[Directions for this task] In the records below, which lines include "every"? Copy them.

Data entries

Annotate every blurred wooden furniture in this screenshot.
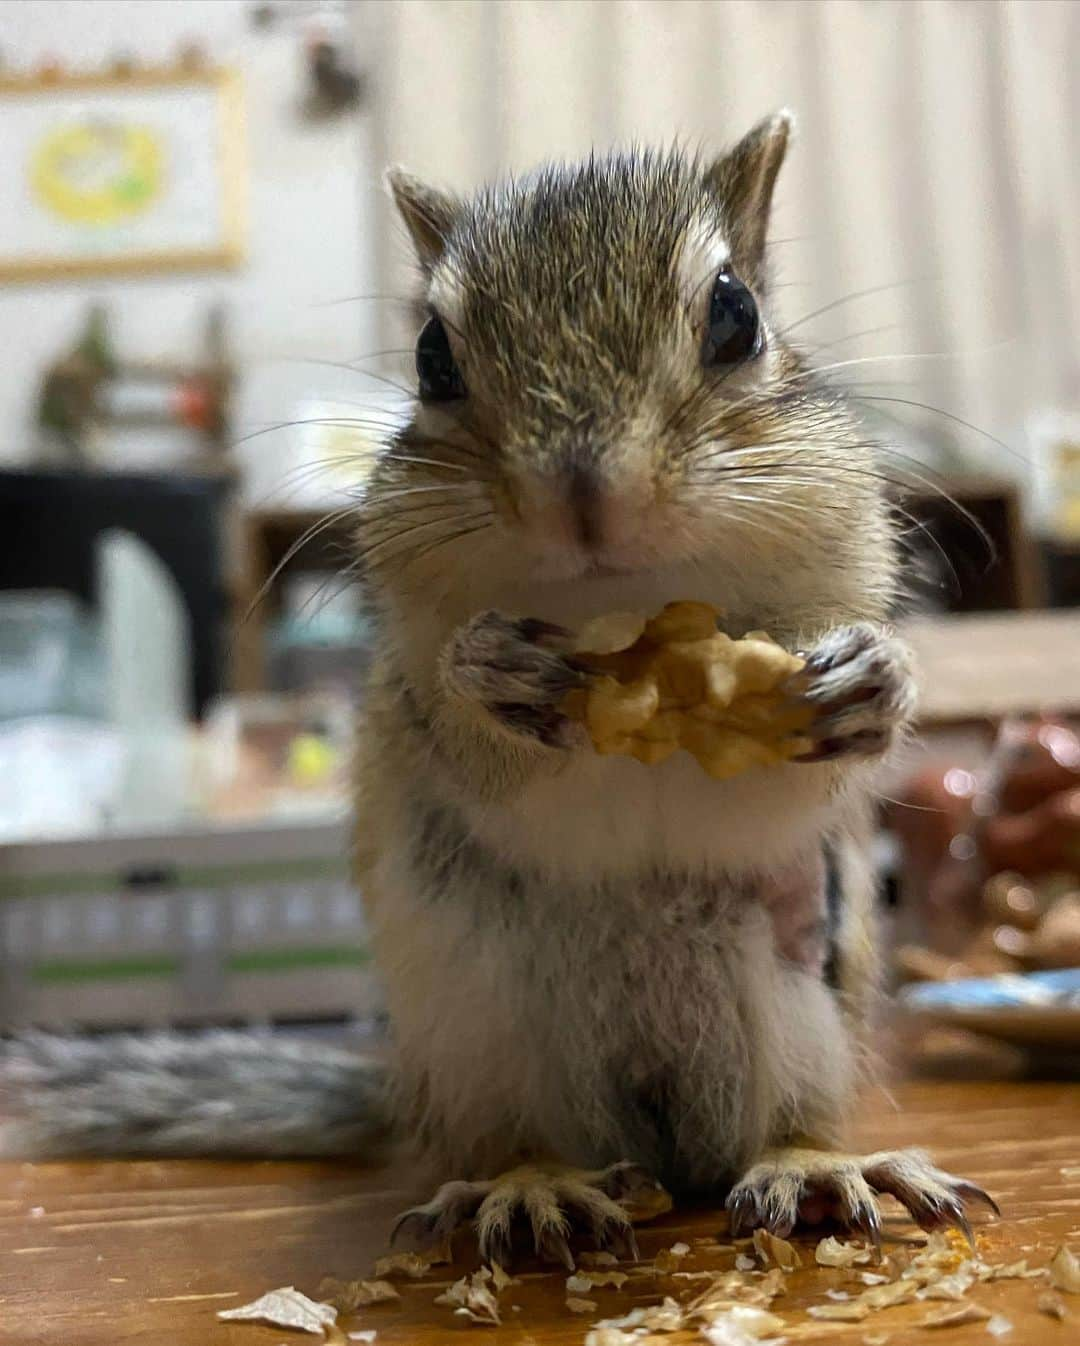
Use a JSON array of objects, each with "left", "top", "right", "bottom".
[
  {"left": 901, "top": 475, "right": 1041, "bottom": 613},
  {"left": 231, "top": 508, "right": 358, "bottom": 692},
  {"left": 2, "top": 1079, "right": 1075, "bottom": 1345},
  {"left": 903, "top": 610, "right": 1080, "bottom": 727},
  {"left": 1042, "top": 539, "right": 1080, "bottom": 608}
]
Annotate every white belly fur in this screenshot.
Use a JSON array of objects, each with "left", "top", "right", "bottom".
[
  {"left": 372, "top": 837, "right": 855, "bottom": 1187},
  {"left": 465, "top": 747, "right": 842, "bottom": 880}
]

[Exercise response]
Annotate every blurred wooden furniture in this screenshot.
Annotate every white belly fur in this screenshot.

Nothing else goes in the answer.